▶ [SUPPLIED MATERIAL]:
--- START ---
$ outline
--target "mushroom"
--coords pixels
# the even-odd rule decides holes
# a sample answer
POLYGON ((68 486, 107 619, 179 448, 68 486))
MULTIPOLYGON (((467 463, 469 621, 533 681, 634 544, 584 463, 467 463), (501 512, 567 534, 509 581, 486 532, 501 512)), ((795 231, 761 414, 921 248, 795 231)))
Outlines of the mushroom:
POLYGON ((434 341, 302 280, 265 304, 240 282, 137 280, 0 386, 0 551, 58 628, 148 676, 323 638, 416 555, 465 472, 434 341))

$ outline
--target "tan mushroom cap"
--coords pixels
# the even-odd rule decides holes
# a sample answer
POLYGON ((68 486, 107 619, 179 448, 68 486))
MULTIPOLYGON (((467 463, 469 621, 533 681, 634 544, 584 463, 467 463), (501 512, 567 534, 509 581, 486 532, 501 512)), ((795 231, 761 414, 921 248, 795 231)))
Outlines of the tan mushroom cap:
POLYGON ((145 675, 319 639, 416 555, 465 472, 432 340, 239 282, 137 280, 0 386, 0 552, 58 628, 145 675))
--- END ---
List every line of the items above that contains the string "mushroom".

--target "mushroom"
Outlines of the mushroom:
--target "tan mushroom cap"
Outlines of the tan mushroom cap:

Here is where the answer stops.